Cuplikan Teks

Senin, 28 September 2015

Refleksi Filsafat Ilmu 3



FILSAFAT ITU..
(Tetap dan Berubah)

Aida Rukmana Hadi (15709251093)

Tulisan ini merupakan refleksi ketiga dari perkuliahan filsafat ilmu pertemuan ketiga pada hari Selasa, 22 September 2015 bertempat di ruang 305B Gedung lama pascasarjana pukul 11.10 – 12.50 WIB yang dihadiri oleh mahasiswa S2 Pendidikan Matematika kelas A dengan dosen pengampu Prof. Dr. Marsigith. MA. Setiap pertemuan kami harus selalu mempunyai lembar pertanyaan minimal terisi satu pertanyaan. Pertanyaan tersebut bukan hanya berupa tulisan tetapi juga berupa pertanyaan lisan atau spontan agar perkuliahan menjadi interaktif.
Pertanyaan 1: Menurut sudut pandang filsafat, mengapa murid-murid cenderung memilih hal-hal yang lebih mudah atau instan daripada persoalan yang sulit? (Bu Retno)
Jika memang ada yang mudah, mengapa mencari hal yang sulit. Jika bisa dipermudah mengapa mempersulit diri, kita misalkan kalimat ini adalah poin A. Jika poin A merupakan tesis maka antitesisnya adalah jika bisa melakukan hal sulit, mengapa mencari hal mudah dan kita misalkan kalimat ini poin B. Dilihat dari segi psikologi, perbandingannya antara poin A dan poin B merupakan keadaan yang sangat berbeda. Pertama, identifikasi keadaan psikologis seseorang yang lebih memilih poin A adalah tidak mau berjuang, masih nyaman pada zona kenyamanannya, tidak mau meningkatkan diri, gampang menyerah, tidak ingin berkembang, tidak mau bekerja keras, defensif, tidak cerdas, dan sebagainya. Kedua, Seseorang yang lebih memilih poin B keadaan psikologisnya kebalikan dari poin A yaitu suka tantangan, ingin berkembang, ingin meningkatkan diri, dan sebagainya. Jadi, hidup itu adalah interaksi antara poin A dan poin B. Jika ingin menjadi pribadi yang lebih baik berpindahlah dari poin A ke poin B.

Data yang Diberikan

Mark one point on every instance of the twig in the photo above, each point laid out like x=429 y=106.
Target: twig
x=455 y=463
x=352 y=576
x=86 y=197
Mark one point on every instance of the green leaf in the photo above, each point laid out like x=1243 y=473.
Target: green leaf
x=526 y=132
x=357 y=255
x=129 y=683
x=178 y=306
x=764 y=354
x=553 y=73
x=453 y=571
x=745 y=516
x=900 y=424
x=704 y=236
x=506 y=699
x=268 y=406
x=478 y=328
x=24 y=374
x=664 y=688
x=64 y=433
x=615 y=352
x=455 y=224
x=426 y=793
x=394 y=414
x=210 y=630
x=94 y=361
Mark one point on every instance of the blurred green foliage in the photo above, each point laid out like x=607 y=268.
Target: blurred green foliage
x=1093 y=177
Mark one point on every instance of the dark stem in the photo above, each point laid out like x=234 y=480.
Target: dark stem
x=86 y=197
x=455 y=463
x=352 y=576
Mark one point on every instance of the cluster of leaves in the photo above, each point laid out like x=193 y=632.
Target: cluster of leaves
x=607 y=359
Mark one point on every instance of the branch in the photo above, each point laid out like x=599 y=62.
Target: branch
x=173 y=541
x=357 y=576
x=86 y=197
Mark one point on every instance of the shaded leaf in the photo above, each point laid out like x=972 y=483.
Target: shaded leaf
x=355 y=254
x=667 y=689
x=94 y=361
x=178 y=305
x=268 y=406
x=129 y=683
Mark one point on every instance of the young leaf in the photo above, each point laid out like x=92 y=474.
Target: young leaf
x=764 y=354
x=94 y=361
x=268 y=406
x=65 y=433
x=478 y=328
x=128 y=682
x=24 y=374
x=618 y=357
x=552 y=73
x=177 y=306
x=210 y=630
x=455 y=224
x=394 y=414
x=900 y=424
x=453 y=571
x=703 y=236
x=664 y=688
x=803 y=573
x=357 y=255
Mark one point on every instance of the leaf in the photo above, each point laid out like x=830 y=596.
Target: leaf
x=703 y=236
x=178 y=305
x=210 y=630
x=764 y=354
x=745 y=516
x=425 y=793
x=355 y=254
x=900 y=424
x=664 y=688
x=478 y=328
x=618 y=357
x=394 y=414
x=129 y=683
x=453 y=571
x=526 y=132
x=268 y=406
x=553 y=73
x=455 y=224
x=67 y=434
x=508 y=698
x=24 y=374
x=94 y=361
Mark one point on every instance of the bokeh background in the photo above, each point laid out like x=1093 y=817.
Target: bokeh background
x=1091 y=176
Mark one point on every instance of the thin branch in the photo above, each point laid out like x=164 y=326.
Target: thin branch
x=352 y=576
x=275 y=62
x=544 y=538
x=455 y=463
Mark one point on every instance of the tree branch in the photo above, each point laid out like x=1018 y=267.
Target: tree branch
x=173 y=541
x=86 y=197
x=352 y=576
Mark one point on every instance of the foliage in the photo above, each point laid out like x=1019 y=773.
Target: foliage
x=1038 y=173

Tujuan Latihan
Tolong jawab pertanyaan berikut berdasarkan cuplikan teks, satu jawaban per baris dengan penomoran yang sama:
1. Di ruang mana perkuliahan filsafat ilmu pertemuan ketiga berlangsung?
2. Lembar apa yang harus selalu dimiliki mahasiswa pada setiap pertemuan?
3. Seseorang yang ingin menjadi pribadi yang lebih baik sebaiknya berpindah dari poin apa ke poin apa?

Hasil Akhir
1. Ruang 305B Gedung lama pascasarjana.
2. Lembar pertanyaan yang terisi minimal satu pertanyaan.
3. Dari poin A ke poin B.